● **Directions**: Reproduce the records below; each should match the original exactly.

Provided data below:

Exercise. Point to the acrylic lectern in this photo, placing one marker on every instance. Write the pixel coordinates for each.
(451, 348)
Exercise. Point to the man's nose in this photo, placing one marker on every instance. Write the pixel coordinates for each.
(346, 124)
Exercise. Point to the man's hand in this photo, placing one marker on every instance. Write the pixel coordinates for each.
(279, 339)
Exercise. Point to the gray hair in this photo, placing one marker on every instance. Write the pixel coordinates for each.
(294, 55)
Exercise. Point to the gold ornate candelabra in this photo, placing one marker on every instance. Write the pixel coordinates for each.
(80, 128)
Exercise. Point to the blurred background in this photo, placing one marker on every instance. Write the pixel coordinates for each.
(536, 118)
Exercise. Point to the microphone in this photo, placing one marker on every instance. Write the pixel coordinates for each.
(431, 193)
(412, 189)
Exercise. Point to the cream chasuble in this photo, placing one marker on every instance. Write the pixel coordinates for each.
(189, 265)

End of Provided data.

● **Result of this exercise**:
Exercise. Point to the acrylic lectern in this photo, placing one marker on every instance. Write the pixel coordinates for each.
(451, 348)
Exercise. Point to the man's nose in this photo, placing one marker on every instance. Write the pixel coordinates for each.
(346, 124)
Exercise. Point to the man's hand in this photo, placing one marker on every instance. Write the pixel coordinates for each.
(279, 339)
Exercise. Point to the gray hair in this photo, placing one marker on every instance. Write the pixel coordinates for each.
(294, 55)
Exercise. Point to the gold ornate candelabra in this photo, placing one marker on every instance. Write the pixel coordinates for each.
(80, 128)
Exercise. Point to the blurred background in this photo, placing one marker on every instance. Write the pixel coordinates for each.
(536, 118)
Exercise. Point to the microphone in this photo, placing one marker on every instance. Write the pixel coordinates for each.
(431, 193)
(412, 189)
Exercise. Point to the cream chasuble in this photo, placing one marker on every instance. Write the pixel coordinates for each.
(189, 265)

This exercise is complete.